Not-for-profit hospitals had a strong financial performance last year as they benefited from an improving economy, fewer uninsured patients, cost-cutting measures and consolidation.
Two major credit rating agencies this week released reports showing that operating margins have improved for not-for-profit hospitals and health systems. The stronger balance sheet metrics also led both agencies to revise the outlook on the sector to stable from negative.
For the first time since 2011, revenue growth surpassed expense growth, according to the report from Moody's Investors Service. Median revenue growth for healthcare providers rated by Moody's was 5.2% in 2014, while expenses grew at a slower 4.6%.
The revenue increase came as outpatient volume rose more than 2% in 2014. Inpatient volume still declined, at about 1% year over year, but at a slower pace than in 2013.
As a result, for the first time, revenue from outpatient care has surpassed revenue from inpatient services as a percentage of total revenue.
The report from Standard & Poor's found that operating margins increased to 2.7% in 2014 compared with the prior year's 2.1%. Margins were higher for health systems, at 2.9%, than standalone hospitals, at 2.4%.
“Median trends overall were favorable in 2014 and they really provided us with evidence of stability in the sector,” said Jennifer Soule, an analyst at S&P. “Overall, we expect the trends for 2014 to continue through 2015.”
The business environment continues to favor larger providers. For multihospital systems, revenue grew 8.1% in 2014, at the same rate as the previous year. But for standalone hospitals, median revenue growth was only 2.3%, down from 5.5% in 2013.
Systems also tend to have higher credit ratings than standalone hospitals, which were more likely to be rated at a lower credit quality.
──────
Work request 1:
Copy the passage of the hospital finance report from "Not-for-profit hospitals had" up to and including "stable from negative.", character for character.
Work request 2:
Render this sentence from the hospital finance report in Spanish: "The business environment continues to favor larger providers."

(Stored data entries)
──────
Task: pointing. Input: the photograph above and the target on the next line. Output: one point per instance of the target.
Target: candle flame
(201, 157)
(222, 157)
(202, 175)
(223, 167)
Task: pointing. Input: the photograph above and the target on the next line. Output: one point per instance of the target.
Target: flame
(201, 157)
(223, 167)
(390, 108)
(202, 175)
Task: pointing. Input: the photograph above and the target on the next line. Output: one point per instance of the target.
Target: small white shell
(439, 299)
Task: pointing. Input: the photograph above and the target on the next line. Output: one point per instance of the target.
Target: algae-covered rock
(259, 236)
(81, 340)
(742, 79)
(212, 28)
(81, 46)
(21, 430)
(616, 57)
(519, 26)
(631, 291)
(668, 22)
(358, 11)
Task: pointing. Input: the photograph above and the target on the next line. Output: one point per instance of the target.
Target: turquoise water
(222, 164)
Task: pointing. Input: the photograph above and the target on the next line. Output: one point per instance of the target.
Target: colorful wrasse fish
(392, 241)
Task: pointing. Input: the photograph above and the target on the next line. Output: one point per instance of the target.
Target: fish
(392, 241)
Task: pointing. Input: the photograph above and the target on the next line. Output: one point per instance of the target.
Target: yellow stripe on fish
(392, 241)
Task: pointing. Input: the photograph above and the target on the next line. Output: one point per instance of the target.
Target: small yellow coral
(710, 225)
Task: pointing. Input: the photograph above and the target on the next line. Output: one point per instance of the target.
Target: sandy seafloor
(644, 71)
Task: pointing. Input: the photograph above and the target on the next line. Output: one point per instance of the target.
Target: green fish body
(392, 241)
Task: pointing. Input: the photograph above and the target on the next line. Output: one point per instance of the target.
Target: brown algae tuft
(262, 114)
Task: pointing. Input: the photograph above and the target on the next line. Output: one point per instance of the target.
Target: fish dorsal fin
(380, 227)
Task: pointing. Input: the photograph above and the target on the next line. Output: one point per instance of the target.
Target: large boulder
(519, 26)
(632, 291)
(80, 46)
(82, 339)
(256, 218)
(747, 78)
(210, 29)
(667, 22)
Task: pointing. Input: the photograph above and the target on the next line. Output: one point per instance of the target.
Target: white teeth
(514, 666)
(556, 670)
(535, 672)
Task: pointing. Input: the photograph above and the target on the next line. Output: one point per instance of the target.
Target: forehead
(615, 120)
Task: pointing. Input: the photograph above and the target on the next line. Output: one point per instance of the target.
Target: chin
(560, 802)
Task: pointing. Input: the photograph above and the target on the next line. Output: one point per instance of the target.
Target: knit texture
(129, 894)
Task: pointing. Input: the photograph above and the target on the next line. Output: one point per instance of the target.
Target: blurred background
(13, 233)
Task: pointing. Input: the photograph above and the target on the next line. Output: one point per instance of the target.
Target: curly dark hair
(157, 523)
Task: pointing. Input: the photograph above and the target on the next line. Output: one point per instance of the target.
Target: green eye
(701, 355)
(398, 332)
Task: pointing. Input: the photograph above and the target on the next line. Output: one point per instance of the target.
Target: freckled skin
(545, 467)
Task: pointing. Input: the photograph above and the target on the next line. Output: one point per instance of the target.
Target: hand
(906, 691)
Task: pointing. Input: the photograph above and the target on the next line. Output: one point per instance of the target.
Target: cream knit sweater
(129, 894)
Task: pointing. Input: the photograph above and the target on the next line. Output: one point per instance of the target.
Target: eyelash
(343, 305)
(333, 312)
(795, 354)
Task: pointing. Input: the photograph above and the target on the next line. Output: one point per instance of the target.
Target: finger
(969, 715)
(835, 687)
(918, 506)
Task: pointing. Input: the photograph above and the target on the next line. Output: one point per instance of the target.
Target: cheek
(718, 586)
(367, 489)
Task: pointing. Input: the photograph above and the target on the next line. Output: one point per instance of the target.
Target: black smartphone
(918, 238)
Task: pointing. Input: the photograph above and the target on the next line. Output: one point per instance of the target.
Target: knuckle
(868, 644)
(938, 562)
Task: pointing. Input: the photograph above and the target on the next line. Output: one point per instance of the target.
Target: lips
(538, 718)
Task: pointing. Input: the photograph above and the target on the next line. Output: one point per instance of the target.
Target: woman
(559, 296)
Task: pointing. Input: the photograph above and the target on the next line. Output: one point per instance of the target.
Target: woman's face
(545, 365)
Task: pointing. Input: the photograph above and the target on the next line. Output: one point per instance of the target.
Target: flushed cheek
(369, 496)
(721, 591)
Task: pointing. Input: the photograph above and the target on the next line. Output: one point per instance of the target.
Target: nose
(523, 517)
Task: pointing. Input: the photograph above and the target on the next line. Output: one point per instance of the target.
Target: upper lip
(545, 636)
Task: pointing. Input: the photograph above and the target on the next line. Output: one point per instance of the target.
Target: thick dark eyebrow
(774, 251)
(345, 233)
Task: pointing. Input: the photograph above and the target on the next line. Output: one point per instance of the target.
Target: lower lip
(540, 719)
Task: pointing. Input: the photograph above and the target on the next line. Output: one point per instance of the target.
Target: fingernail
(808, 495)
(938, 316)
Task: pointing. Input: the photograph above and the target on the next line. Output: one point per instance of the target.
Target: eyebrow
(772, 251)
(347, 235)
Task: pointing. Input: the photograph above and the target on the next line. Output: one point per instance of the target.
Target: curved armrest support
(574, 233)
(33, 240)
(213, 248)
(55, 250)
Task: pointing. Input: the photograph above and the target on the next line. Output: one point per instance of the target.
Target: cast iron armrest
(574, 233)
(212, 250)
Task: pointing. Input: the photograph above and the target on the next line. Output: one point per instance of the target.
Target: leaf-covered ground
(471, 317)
──────
Response box 1:
Not-for-profit hospitals had a strong financial performance last year as they benefited from an improving economy, fewer uninsured patients, cost-cutting measures and consolidation.
Two major credit rating agencies this week released reports showing that operating margins have improved for not-for-profit hospitals and health systems. The stronger balance sheet metrics also led both agencies to revise the outlook on the sector to stable from negative.

Response box 2:
El entorno empresarial sigue favoreciendo a los proveedores más grandes.